WHAT IS EXPECTED:
Rewrite the material below as a Markdown table with the columns "Row" and "Line," giving each line its own numbered row and skipping blank lines. Cover all of the material, and leave the pictures out.

(Records in a dataset)
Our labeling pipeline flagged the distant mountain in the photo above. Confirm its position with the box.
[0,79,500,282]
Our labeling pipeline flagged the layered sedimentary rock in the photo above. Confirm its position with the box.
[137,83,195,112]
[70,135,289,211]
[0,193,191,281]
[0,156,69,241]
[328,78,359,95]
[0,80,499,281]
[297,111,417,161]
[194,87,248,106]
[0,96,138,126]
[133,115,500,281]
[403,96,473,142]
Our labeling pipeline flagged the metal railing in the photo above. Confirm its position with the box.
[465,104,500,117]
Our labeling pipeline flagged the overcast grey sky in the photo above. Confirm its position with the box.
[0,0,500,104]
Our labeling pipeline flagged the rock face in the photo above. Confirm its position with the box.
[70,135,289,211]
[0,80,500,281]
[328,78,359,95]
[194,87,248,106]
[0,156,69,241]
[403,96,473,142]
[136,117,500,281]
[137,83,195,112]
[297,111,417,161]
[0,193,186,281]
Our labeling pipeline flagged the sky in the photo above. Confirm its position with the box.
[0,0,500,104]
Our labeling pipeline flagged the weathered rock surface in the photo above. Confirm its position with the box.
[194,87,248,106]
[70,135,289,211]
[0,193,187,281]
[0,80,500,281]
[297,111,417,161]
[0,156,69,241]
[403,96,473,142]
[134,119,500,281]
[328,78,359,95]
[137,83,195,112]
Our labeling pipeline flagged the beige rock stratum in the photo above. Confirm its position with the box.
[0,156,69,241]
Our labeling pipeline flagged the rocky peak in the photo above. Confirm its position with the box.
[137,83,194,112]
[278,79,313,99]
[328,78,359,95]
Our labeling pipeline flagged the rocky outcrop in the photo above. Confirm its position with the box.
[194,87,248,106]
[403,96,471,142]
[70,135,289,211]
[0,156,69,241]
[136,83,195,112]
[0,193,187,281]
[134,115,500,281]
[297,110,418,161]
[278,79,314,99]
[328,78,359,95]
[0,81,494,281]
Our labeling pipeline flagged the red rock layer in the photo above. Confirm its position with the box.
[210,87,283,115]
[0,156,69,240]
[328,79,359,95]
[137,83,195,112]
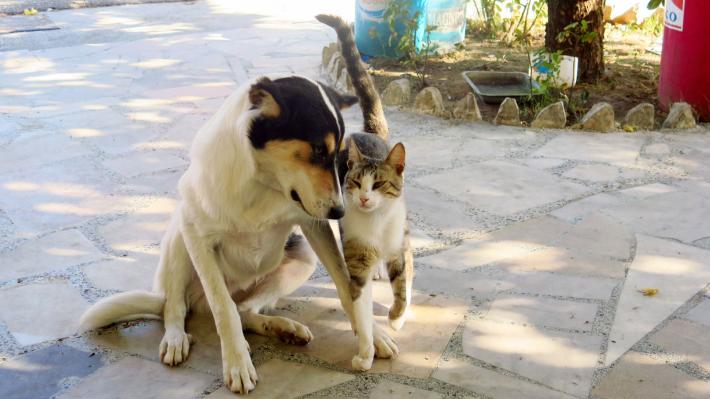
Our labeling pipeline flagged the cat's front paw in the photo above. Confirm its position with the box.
[352,355,374,371]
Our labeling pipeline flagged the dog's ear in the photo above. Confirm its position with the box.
[348,139,362,169]
[249,78,283,118]
[321,84,358,110]
[385,143,405,176]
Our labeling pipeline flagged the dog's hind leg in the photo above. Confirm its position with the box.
[237,236,316,345]
[156,229,193,366]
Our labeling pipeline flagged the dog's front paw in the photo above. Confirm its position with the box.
[222,343,258,395]
[372,324,399,359]
[159,330,190,366]
[352,355,374,371]
[270,317,313,345]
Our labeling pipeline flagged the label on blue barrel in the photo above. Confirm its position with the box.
[665,0,685,32]
[425,0,466,53]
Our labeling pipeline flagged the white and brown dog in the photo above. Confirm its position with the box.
[81,76,398,393]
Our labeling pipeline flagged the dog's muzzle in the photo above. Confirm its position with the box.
[327,206,345,219]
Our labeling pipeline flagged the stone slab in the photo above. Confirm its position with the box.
[0,344,103,399]
[0,281,88,346]
[606,235,710,365]
[521,157,568,170]
[99,198,177,254]
[617,183,678,200]
[683,298,710,327]
[0,134,91,173]
[649,319,710,370]
[82,254,159,291]
[550,193,621,223]
[368,380,443,399]
[463,319,602,397]
[533,132,644,167]
[603,192,710,243]
[206,359,355,399]
[418,216,571,270]
[58,356,215,399]
[414,268,515,300]
[482,268,619,301]
[592,352,710,399]
[483,295,597,332]
[405,185,476,234]
[0,230,104,281]
[414,161,588,216]
[103,151,187,177]
[432,359,574,399]
[0,159,139,237]
[496,247,626,279]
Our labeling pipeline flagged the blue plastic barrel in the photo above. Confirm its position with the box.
[426,0,466,53]
[355,0,466,57]
[355,0,428,57]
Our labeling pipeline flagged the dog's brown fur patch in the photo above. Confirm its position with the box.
[249,86,281,118]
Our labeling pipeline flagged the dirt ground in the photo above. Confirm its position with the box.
[369,24,665,123]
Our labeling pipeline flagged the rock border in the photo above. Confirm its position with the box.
[321,43,699,133]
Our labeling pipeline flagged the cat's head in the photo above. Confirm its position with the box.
[345,140,405,213]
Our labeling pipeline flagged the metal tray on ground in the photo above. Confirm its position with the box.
[462,71,540,104]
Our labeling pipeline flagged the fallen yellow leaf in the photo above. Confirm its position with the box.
[639,288,658,296]
[624,125,636,133]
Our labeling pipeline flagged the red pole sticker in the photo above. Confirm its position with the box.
[665,0,685,32]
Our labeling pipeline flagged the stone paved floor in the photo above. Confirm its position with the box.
[0,0,710,399]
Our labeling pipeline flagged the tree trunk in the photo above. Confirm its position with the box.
[545,0,604,83]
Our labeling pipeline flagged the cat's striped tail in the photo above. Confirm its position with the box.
[316,14,389,140]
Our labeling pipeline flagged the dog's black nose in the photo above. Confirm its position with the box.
[328,206,345,219]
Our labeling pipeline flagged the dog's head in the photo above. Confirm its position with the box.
[249,76,357,219]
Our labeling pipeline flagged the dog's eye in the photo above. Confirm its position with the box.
[313,145,325,158]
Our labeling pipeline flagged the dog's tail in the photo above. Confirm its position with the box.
[79,291,165,332]
[316,14,389,140]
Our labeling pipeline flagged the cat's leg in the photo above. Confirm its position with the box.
[387,237,414,330]
[237,236,316,345]
[372,262,388,280]
[343,240,379,371]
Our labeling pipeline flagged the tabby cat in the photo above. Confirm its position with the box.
[316,15,414,370]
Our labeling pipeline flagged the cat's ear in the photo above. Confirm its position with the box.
[348,139,362,169]
[385,143,405,176]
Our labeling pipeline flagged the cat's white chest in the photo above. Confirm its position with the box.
[343,203,406,258]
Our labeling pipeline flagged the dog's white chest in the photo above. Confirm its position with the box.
[219,224,293,277]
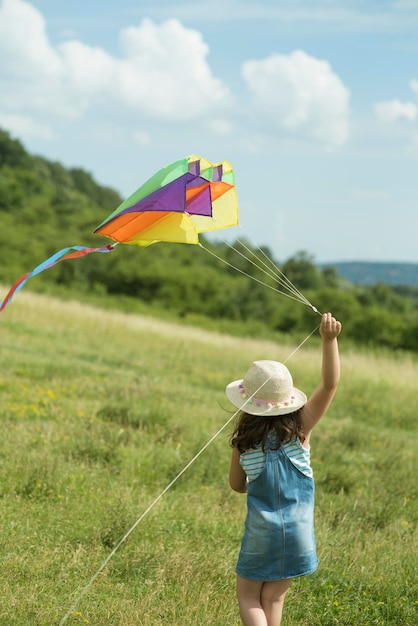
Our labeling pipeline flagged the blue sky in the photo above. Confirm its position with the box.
[0,0,418,263]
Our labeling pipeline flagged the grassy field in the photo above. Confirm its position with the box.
[0,293,418,626]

THE SOLUTION:
| Row | Line |
|---|---|
| 1 | Our labeling pipeline flagged the distant mountain in the photo above. Confirm its position with the box. |
| 2 | [0,79,500,282] |
| 3 | Our labeling pipeline flagged the layered sedimentary rock in the photo above. Confirm its position with the box. |
| 4 | [137,83,195,112] |
| 5 | [70,135,289,211] |
| 6 | [0,193,191,281] |
| 7 | [0,156,69,241] |
| 8 | [328,78,359,95] |
| 9 | [0,80,499,281] |
| 10 | [297,111,417,161] |
| 11 | [194,87,248,106] |
| 12 | [0,96,138,126] |
| 13 | [133,115,500,281] |
| 14 | [403,96,473,142] |
| 15 | Our labeling pipeline flagged the metal railing in the photo above. Confirm its position with the box. |
| 16 | [465,104,500,117] |
| 17 | Our labeling pipeline flagged the overcast grey sky in the photo above. Confirm its position with the box. |
| 18 | [0,0,500,104] |
| 19 | Our labeling pipeline flagged the rock face in the photo above. Confirm its position with the box. |
| 20 | [70,135,289,211] |
| 21 | [0,80,500,281] |
| 22 | [328,78,359,95] |
| 23 | [194,87,248,106] |
| 24 | [0,156,69,241] |
| 25 | [403,96,473,142] |
| 26 | [136,117,500,281] |
| 27 | [137,83,195,112] |
| 28 | [297,111,417,161] |
| 29 | [0,193,186,281] |
| 30 | Our labeling pipeline flagged the sky in the photo above. Confirm its position with the box. |
| 31 | [0,0,500,104] |
| 32 | Our labeling pipeline flagged the weathered rock surface in the photo above. Confirm its position with the box. |
| 33 | [194,87,248,106] |
| 34 | [70,135,289,211] |
| 35 | [0,193,187,281] |
| 36 | [0,80,500,281] |
| 37 | [297,111,417,161] |
| 38 | [0,156,69,241] |
| 39 | [403,96,473,142] |
| 40 | [134,119,500,281] |
| 41 | [328,78,359,95] |
| 42 | [137,83,195,112] |
| 43 | Our labeling pipeline flagged the beige rock stratum in the photo above. Confirm its position with the box. |
| 44 | [0,156,69,241] |
| 45 | Our labeling pipeline flagged the rocky peak in the photo above. Confirm its position with the box. |
| 46 | [137,83,194,112] |
| 47 | [278,79,313,99] |
| 48 | [328,78,359,95] |
| 49 | Our labeling pipeline flagged the rocky outcrop in the photo above. Confirm its position with the box. |
| 50 | [194,87,248,106] |
| 51 | [403,96,471,142] |
| 52 | [70,135,289,211] |
| 53 | [0,156,69,241] |
| 54 | [136,83,195,112] |
| 55 | [0,193,187,281] |
| 56 | [134,115,500,281] |
| 57 | [297,110,418,161] |
| 58 | [278,79,314,99] |
| 59 | [328,78,359,95] |
| 60 | [0,81,494,281] |
| 61 | Our labeling pipeline flagged the red rock layer in the photo above. Confirm its position with the box. |
| 62 | [210,87,283,115] |
| 63 | [0,156,69,240] |
| 64 | [328,79,359,95] |
| 65 | [137,83,195,112] |
| 66 | Our labeling pipeline flagged the cat's front paw in the photo above. Confirm its position with the box. |
| 67 | [352,355,374,371] |
| 68 | Our labeling pipeline flagged the dog's ear in the photo above. Confirm its position with the box. |
| 69 | [348,139,362,169] |
| 70 | [249,78,283,118] |
| 71 | [321,84,358,110] |
| 72 | [385,143,405,176] |
| 73 | Our labeling pipeline flagged the dog's hind leg in the photo above. Confirm its position with the box. |
| 74 | [237,236,316,345] |
| 75 | [156,229,193,366] |
| 76 | Our labeling pipeline flagged the dog's front paw in the photo above. Confirm its position with the box. |
| 77 | [222,343,258,395] |
| 78 | [372,324,399,359] |
| 79 | [159,330,190,366] |
| 80 | [352,355,374,371] |
| 81 | [270,317,313,345] |
| 82 | Our labeling pipeline flagged the label on blue barrel in the photo above. Confirm its position with the box. |
| 83 | [665,0,685,32] |
| 84 | [425,0,466,53] |
| 85 | Our labeling pipeline flagged the white and brown dog in the photo above. Confirm its position with the box. |
| 86 | [81,76,398,393] |
| 87 | Our labeling pipeline flagged the dog's muzzle in the photo above. Confirm its position with the box. |
| 88 | [327,206,345,219] |
| 89 | Our labeling pipeline flagged the stone slab in the photo above. Confirm its position with the box. |
| 90 | [0,344,103,399] |
| 91 | [0,281,88,346] |
| 92 | [606,235,710,365] |
| 93 | [521,157,568,170] |
| 94 | [99,198,177,254] |
| 95 | [617,183,678,200] |
| 96 | [683,298,710,327] |
| 97 | [0,134,91,173] |
| 98 | [649,319,710,370] |
| 99 | [82,254,159,291] |
| 100 | [550,193,621,223] |
| 101 | [368,380,443,399] |
| 102 | [463,319,602,397] |
| 103 | [533,132,644,167] |
| 104 | [603,192,710,243] |
| 105 | [206,359,355,399] |
| 106 | [418,216,571,270] |
| 107 | [58,356,215,399] |
| 108 | [414,268,515,300] |
| 109 | [482,268,619,301] |
| 110 | [592,352,710,399] |
| 111 | [483,295,597,332] |
| 112 | [405,185,476,234] |
| 113 | [0,230,104,281] |
| 114 | [414,161,588,216] |
| 115 | [103,151,187,177] |
| 116 | [432,359,574,399] |
| 117 | [0,159,139,237] |
| 118 | [496,247,626,279] |
| 119 | Our labeling pipeline flagged the blue plastic barrel in the photo above. Confirm its position with the box. |
| 120 | [426,0,466,53] |
| 121 | [355,0,466,57] |
| 122 | [355,0,428,57] |
| 123 | Our labeling pipeline flagged the dog's brown fur patch in the photo above. Confirm its position with the box. |
| 124 | [249,86,281,118] |
| 125 | Our labeling pipeline flagged the dirt ground in the photo above. Confirm its position with the box. |
| 126 | [369,24,665,123] |
| 127 | Our labeling pipeline flagged the rock border in the photo above. Confirm its position with the box. |
| 128 | [321,43,699,133] |
| 129 | Our labeling pipeline flagged the cat's head in the photo above. Confirm its position with the box. |
| 130 | [345,140,405,213] |
| 131 | Our labeling pipeline flagged the metal tray on ground in the photo above. Confirm its position with the box. |
| 132 | [462,71,540,104] |
| 133 | Our labeling pipeline flagged the fallen yellow leaf in the photo above. Confirm its position with the box. |
| 134 | [639,288,658,296] |
| 135 | [624,125,636,133] |
| 136 | Our labeling pipeline flagged the red pole sticker in the photo above. Confirm its position with the box. |
| 137 | [665,0,685,32] |
| 138 | Our labeling pipeline flagged the stone paved floor in the photo above. Confirm its position with the box. |
| 139 | [0,0,710,399] |
| 140 | Our labeling pipeline flagged the tree trunk in the photo above. Confirm its position with the box. |
| 141 | [545,0,604,83] |
| 142 | Our labeling pipeline flagged the cat's striped tail in the photo above. Confirm its position with the box. |
| 143 | [316,14,389,140] |
| 144 | Our labeling pipeline flagged the dog's black nose in the photo above. Confirm its position with the box. |
| 145 | [328,206,345,219] |
| 146 | Our labeling pipeline flagged the dog's head in the photo above. Confirm its position with the box. |
| 147 | [249,76,357,219] |
| 148 | Our labeling pipeline flagged the dog's eye in the photo above. Confirm its position with the box. |
| 149 | [313,145,325,158] |
| 150 | Our labeling pipeline flagged the dog's tail in the photo above. Confirm its position with the box. |
| 151 | [79,291,165,332] |
| 152 | [316,14,389,140] |
| 153 | Our labeling pipeline flagged the cat's leg in the photo above. Confirm its position with the box. |
| 154 | [387,237,414,330] |
| 155 | [237,236,316,345] |
| 156 | [372,262,388,280] |
| 157 | [343,240,379,371] |
| 158 | Our labeling pipeline flagged the tabby cat in the photo above. Confirm its position with the box. |
| 159 | [316,15,414,370] |
| 160 | Our labeling pipeline flagged the cat's ear in the photo above. Confirm its position with the box. |
| 161 | [348,139,362,169] |
| 162 | [385,143,405,176] |
| 163 | Our labeling pipeline flagged the cat's white chest in the photo above. Confirm its position with the box. |
| 164 | [343,203,406,258] |
| 165 | Our labeling pipeline flagged the dog's white chest in the photo above. Confirm its position with the box. |
| 166 | [219,224,293,277] |
| 167 | Our labeling pipeline flagged the blue sky in the photo above. Confirm its position with the box. |
| 168 | [0,0,418,263] |
| 169 | Our labeling pipeline flagged the grassy field in the photo above. Confirm its position with the box. |
| 170 | [0,293,418,626] |